**Data extract:**
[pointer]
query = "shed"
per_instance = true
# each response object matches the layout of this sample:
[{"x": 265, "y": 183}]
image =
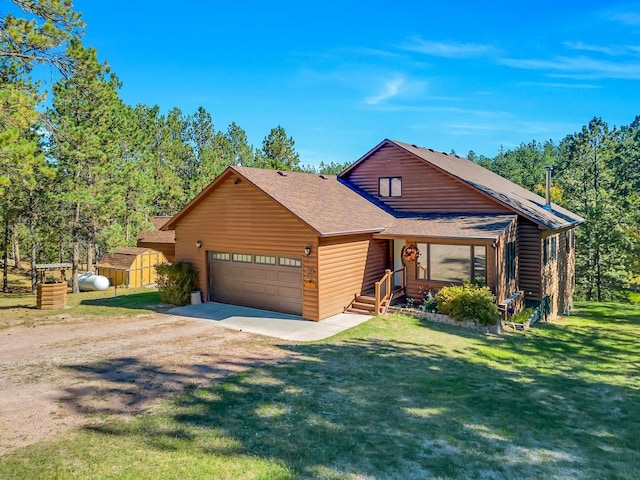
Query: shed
[
  {"x": 131, "y": 267},
  {"x": 163, "y": 241}
]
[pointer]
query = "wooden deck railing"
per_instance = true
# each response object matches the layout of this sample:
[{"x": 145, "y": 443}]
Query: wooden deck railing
[{"x": 385, "y": 288}]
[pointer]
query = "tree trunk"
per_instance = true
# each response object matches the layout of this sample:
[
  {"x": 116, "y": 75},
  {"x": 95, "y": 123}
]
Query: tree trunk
[
  {"x": 75, "y": 256},
  {"x": 17, "y": 261},
  {"x": 5, "y": 258},
  {"x": 34, "y": 245},
  {"x": 89, "y": 256}
]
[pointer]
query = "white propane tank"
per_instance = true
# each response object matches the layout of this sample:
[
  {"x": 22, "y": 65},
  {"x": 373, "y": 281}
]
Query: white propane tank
[{"x": 88, "y": 282}]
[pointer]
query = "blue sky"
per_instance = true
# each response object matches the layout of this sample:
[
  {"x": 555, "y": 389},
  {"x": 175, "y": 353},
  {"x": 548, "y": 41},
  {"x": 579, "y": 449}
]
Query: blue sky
[{"x": 342, "y": 76}]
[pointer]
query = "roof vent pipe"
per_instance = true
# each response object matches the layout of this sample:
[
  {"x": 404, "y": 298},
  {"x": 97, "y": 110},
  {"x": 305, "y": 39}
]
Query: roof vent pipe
[{"x": 547, "y": 204}]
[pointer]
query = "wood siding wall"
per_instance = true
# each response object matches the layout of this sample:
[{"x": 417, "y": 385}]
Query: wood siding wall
[
  {"x": 239, "y": 218},
  {"x": 141, "y": 272},
  {"x": 413, "y": 283},
  {"x": 348, "y": 266},
  {"x": 503, "y": 287},
  {"x": 529, "y": 251},
  {"x": 558, "y": 276},
  {"x": 425, "y": 189},
  {"x": 167, "y": 249}
]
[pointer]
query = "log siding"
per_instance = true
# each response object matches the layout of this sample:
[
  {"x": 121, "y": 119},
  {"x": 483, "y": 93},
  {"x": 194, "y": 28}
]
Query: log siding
[
  {"x": 240, "y": 218},
  {"x": 425, "y": 189},
  {"x": 348, "y": 266}
]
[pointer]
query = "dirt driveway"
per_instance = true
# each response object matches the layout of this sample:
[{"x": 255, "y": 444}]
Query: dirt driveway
[{"x": 71, "y": 373}]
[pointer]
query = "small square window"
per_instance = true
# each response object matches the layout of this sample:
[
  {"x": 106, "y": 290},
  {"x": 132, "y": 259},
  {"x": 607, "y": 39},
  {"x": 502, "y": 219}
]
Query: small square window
[
  {"x": 242, "y": 257},
  {"x": 390, "y": 186},
  {"x": 290, "y": 262},
  {"x": 265, "y": 260}
]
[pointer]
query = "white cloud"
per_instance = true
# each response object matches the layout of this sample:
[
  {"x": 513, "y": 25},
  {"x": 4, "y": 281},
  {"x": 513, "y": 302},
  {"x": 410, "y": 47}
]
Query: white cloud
[
  {"x": 390, "y": 89},
  {"x": 626, "y": 18},
  {"x": 577, "y": 67},
  {"x": 395, "y": 87},
  {"x": 615, "y": 50},
  {"x": 448, "y": 49}
]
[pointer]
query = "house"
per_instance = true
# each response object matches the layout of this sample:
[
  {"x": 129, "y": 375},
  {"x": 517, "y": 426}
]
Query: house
[
  {"x": 131, "y": 267},
  {"x": 400, "y": 219},
  {"x": 161, "y": 240}
]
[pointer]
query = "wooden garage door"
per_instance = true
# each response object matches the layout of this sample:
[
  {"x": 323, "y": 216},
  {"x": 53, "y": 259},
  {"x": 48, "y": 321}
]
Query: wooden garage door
[{"x": 260, "y": 281}]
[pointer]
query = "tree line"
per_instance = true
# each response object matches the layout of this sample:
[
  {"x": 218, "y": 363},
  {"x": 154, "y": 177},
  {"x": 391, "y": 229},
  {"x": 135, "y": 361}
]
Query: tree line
[
  {"x": 82, "y": 172},
  {"x": 596, "y": 174}
]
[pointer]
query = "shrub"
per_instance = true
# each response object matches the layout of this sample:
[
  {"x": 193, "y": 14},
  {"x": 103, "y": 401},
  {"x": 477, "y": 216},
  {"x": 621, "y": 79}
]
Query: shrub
[
  {"x": 522, "y": 316},
  {"x": 176, "y": 281},
  {"x": 468, "y": 302}
]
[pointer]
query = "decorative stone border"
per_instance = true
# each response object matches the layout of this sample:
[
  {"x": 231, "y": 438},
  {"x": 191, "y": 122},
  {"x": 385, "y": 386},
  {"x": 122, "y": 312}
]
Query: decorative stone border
[
  {"x": 446, "y": 319},
  {"x": 533, "y": 318}
]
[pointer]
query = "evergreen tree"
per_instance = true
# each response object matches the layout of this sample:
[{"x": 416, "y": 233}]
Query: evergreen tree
[
  {"x": 278, "y": 151},
  {"x": 84, "y": 126},
  {"x": 588, "y": 179}
]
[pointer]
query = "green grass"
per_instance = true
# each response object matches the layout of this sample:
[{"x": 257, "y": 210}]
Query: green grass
[
  {"x": 21, "y": 309},
  {"x": 393, "y": 398}
]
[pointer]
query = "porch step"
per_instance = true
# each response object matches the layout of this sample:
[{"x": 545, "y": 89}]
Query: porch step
[{"x": 364, "y": 304}]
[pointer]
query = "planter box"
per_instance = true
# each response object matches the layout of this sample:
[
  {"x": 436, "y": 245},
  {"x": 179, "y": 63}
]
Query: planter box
[{"x": 52, "y": 296}]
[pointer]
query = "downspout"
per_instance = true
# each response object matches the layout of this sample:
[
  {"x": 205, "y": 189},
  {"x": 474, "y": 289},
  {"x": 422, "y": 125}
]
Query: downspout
[
  {"x": 495, "y": 267},
  {"x": 547, "y": 204}
]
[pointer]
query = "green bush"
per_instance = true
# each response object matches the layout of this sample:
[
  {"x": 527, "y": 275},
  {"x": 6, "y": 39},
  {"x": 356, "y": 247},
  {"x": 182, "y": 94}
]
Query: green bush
[
  {"x": 468, "y": 302},
  {"x": 522, "y": 316},
  {"x": 176, "y": 281}
]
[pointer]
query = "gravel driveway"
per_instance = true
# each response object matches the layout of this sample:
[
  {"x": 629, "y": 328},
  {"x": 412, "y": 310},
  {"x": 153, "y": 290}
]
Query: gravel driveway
[{"x": 61, "y": 376}]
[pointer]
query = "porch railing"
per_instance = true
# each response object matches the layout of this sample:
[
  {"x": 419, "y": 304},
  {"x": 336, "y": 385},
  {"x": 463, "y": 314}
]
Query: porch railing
[{"x": 386, "y": 286}]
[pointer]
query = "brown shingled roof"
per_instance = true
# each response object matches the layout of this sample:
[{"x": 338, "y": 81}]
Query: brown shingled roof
[
  {"x": 156, "y": 235},
  {"x": 321, "y": 201},
  {"x": 477, "y": 227},
  {"x": 515, "y": 197}
]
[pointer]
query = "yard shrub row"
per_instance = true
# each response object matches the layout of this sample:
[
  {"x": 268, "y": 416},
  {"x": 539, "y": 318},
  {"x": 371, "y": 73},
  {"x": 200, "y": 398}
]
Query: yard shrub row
[
  {"x": 176, "y": 281},
  {"x": 468, "y": 302}
]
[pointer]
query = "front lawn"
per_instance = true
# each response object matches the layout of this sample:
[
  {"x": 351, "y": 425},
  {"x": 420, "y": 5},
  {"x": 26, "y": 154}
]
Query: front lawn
[{"x": 393, "y": 398}]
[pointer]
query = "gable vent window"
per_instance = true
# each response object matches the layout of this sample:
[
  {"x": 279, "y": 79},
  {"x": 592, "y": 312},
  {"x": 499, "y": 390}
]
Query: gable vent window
[
  {"x": 390, "y": 186},
  {"x": 242, "y": 257}
]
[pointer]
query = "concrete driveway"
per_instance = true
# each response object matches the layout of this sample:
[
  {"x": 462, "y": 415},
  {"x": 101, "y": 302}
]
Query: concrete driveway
[{"x": 272, "y": 324}]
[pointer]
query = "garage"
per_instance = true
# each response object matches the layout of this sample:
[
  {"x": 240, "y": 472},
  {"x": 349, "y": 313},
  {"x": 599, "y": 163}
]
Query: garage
[{"x": 269, "y": 282}]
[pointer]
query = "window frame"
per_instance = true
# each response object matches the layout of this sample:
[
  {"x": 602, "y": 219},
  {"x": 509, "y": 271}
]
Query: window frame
[
  {"x": 292, "y": 262},
  {"x": 242, "y": 257},
  {"x": 426, "y": 267},
  {"x": 265, "y": 259},
  {"x": 390, "y": 183}
]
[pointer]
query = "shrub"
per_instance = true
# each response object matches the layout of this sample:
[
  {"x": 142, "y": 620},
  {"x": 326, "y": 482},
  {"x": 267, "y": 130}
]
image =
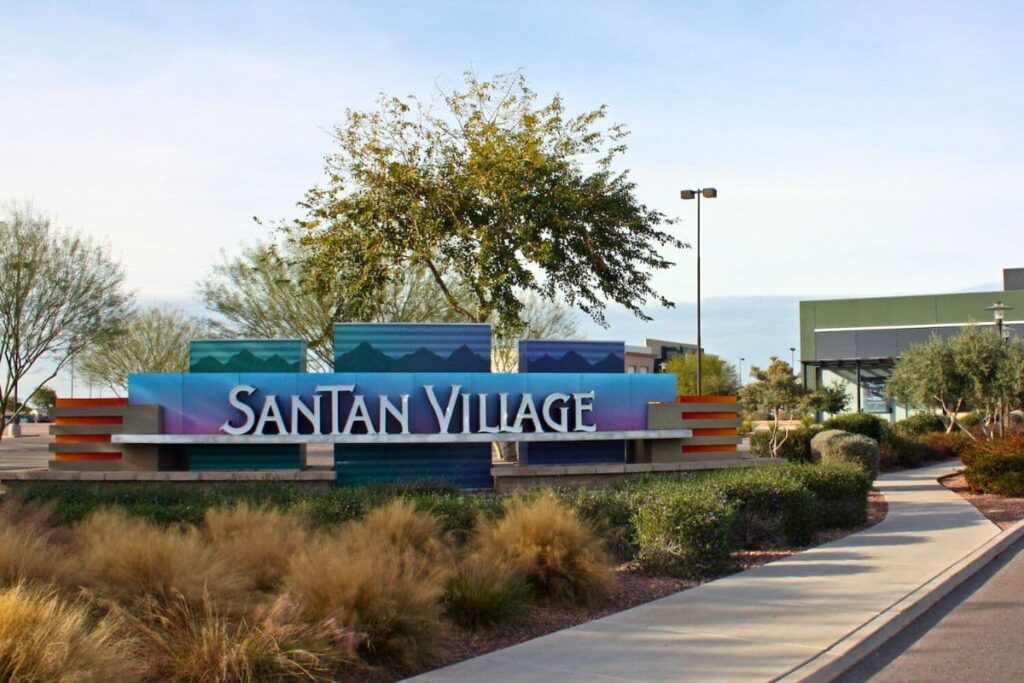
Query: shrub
[
  {"x": 771, "y": 508},
  {"x": 852, "y": 447},
  {"x": 182, "y": 643},
  {"x": 859, "y": 423},
  {"x": 382, "y": 577},
  {"x": 26, "y": 550},
  {"x": 841, "y": 492},
  {"x": 796, "y": 449},
  {"x": 903, "y": 451},
  {"x": 920, "y": 424},
  {"x": 559, "y": 554},
  {"x": 682, "y": 532},
  {"x": 996, "y": 466},
  {"x": 257, "y": 541},
  {"x": 609, "y": 510},
  {"x": 481, "y": 593},
  {"x": 45, "y": 638},
  {"x": 944, "y": 445},
  {"x": 130, "y": 558},
  {"x": 819, "y": 440}
]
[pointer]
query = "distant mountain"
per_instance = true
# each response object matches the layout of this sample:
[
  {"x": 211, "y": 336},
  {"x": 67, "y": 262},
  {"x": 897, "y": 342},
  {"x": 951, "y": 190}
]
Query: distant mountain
[{"x": 244, "y": 361}]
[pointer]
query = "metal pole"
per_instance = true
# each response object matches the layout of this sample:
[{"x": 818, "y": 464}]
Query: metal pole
[{"x": 699, "y": 348}]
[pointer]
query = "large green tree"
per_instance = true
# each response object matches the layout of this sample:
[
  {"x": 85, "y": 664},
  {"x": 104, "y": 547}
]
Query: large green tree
[
  {"x": 778, "y": 391},
  {"x": 491, "y": 188},
  {"x": 59, "y": 291},
  {"x": 154, "y": 340},
  {"x": 976, "y": 369},
  {"x": 719, "y": 378}
]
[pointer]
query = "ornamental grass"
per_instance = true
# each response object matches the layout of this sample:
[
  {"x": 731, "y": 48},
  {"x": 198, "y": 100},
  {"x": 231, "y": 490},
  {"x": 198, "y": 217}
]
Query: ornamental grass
[
  {"x": 46, "y": 638},
  {"x": 560, "y": 556}
]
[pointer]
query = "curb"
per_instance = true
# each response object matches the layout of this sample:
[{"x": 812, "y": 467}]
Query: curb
[{"x": 847, "y": 652}]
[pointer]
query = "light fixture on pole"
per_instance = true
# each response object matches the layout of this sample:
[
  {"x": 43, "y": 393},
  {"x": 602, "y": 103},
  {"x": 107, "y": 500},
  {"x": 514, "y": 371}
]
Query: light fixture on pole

**Direction:** Report every line above that contains the word "decorative", copying each one unchanged.

**Task output:**
query = "decorative stone border"
Query: decorative stone border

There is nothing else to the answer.